Recruitment firm Hays has written to HM Treasury to demand that the roll-out of the IR35 private sector reforms be postponed for another year, as firms are already struggling to cope with the ongoing fallout from the Covid-19 pandemic.
The letter, dated 23 February 2021, calls on financial secretary Jesse Norman to “urgently consider” delaying the April 2021 start date of the reforms by a year on the basis that the pandemic is continuing to have a “material impact on the country’s workforce and companies need further support” in these challenging times.
“These reforms were due to come into effect on 6 April 2020, but were delayed due to the impact of Covid-19 last year,” said the letter, signed by Simon Winfield, Hays UK and Ireland managing director. “When the legislation was passed, and the date of 6 April 2021 was confirmed, there was hope that the economy would be in a better position. Unfortunately, this isn’t the case. We therefore call for an urgent review and delay of a year.”
At the same time, private sector firms are also having to grapple with the effects of Brexit, said Winfield, and the additional administrative burden that comes with having to comply with the incoming IR35 changes are a distraction that companies do not need at this time.

Provided records.
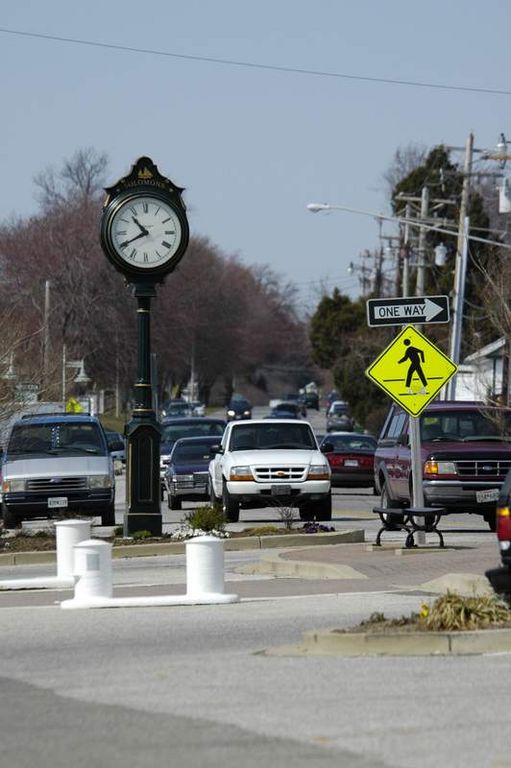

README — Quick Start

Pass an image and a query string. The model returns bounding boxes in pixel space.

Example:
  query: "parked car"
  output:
[160,416,226,497]
[164,436,220,509]
[374,400,511,530]
[485,470,511,606]
[266,400,302,419]
[188,400,206,416]
[226,397,252,421]
[105,431,126,464]
[209,419,332,522]
[302,392,319,411]
[284,392,307,417]
[326,400,353,432]
[319,432,376,488]
[2,414,115,528]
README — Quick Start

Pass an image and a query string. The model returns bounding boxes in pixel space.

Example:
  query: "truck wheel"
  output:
[379,482,405,530]
[167,493,182,509]
[222,483,240,523]
[101,504,115,525]
[2,504,21,528]
[208,478,220,507]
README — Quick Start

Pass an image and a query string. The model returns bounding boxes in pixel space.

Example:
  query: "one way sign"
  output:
[367,296,449,325]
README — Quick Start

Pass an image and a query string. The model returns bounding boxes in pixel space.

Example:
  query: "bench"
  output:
[373,507,445,549]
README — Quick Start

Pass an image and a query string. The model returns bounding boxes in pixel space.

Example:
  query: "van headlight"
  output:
[229,466,254,481]
[89,475,112,488]
[2,478,25,493]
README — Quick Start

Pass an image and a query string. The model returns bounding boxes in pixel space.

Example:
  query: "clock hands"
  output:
[120,216,149,248]
[119,229,149,248]
[131,216,149,237]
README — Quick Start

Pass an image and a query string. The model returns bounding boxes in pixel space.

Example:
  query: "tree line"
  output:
[0,149,313,408]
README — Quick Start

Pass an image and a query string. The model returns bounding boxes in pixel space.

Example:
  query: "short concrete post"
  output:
[55,520,91,579]
[73,539,112,603]
[185,536,224,597]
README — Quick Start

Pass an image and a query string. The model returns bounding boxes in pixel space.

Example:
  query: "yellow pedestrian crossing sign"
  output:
[366,325,458,416]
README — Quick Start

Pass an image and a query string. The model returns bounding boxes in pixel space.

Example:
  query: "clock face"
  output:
[109,194,183,270]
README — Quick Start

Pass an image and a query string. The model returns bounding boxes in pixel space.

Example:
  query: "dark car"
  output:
[485,469,511,606]
[160,416,226,495]
[302,392,319,411]
[161,400,193,419]
[226,397,252,421]
[266,400,302,419]
[164,435,221,509]
[319,432,376,488]
[374,400,511,530]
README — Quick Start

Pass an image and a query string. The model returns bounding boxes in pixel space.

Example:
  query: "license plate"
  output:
[271,485,291,496]
[476,488,500,504]
[48,496,67,509]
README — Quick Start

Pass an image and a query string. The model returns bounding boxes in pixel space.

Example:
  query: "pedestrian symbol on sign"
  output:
[366,325,458,416]
[398,339,428,395]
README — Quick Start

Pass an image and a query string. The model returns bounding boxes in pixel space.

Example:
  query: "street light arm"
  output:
[307,203,511,250]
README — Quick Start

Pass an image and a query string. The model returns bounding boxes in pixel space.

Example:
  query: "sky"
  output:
[0,0,511,312]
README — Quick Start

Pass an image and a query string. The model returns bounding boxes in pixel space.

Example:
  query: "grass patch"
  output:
[344,592,511,634]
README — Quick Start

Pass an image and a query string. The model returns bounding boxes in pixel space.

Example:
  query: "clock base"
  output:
[123,512,162,536]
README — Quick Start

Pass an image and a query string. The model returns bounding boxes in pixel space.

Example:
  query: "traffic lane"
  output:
[0,594,509,768]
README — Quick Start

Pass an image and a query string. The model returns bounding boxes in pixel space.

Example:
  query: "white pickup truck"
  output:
[209,419,332,522]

The task. Pick up the article on Hays's call to delay the IR35 reforms right after its last sentence and carry it forward. None of the data has any bearing on this.

Final answer.
“The impact of Covid-19 has continued in severity and has been combined with the effects of Brexit,” he wrote. “It is more important than ever that the UK’s temporary workforce is supported and that businesses don’t have the additional burden of IR35. Currently, companies are being distracted preparing for the IR35 reforms, rather than focusing on either sustaining their businesses or looking at how they can accelerate their growth.”
The reforms that are set to come into force on 6 April will see medium to large private-sector companies assume responsibility for determining how the contractors they engage with should be taxed, based on the work they do and how it is performed.
Currently, it is up to contractors to decide for themselves whether the working arrangements they have in place with their end-clients mean they should be taxed in the same way as a permanent employee (inside IR35) or as an off-payroll worker (outside IR35).
An inside determination means the contractor is considered to be an employee for tax purposes, and so must pay the same income tax and national insurance contributions (NICs) as a permanent employee, but workplace benefits – such as paid holiday and sick leave – remain off-limits to them.
According to HM Revenue & Customs, shifting responsibility away from contractors for determining their tax status will help to clamp down on the problem of some individuals seeking to deliberately misclassify their engagements as outside IR35 to minimise their employment tax liabilities.
However, concerns have been repeatedly raised by business leaders and contracting stakeholders about how private-sector firms may struggle to deal with the additional administrative burden these changes will place on them.
According to Winfield’s letter, Hays’ call for a postponement and review of the reforms has the backing of both the Confederation of British Industry (CBI) and the Recruitment Employment Federation.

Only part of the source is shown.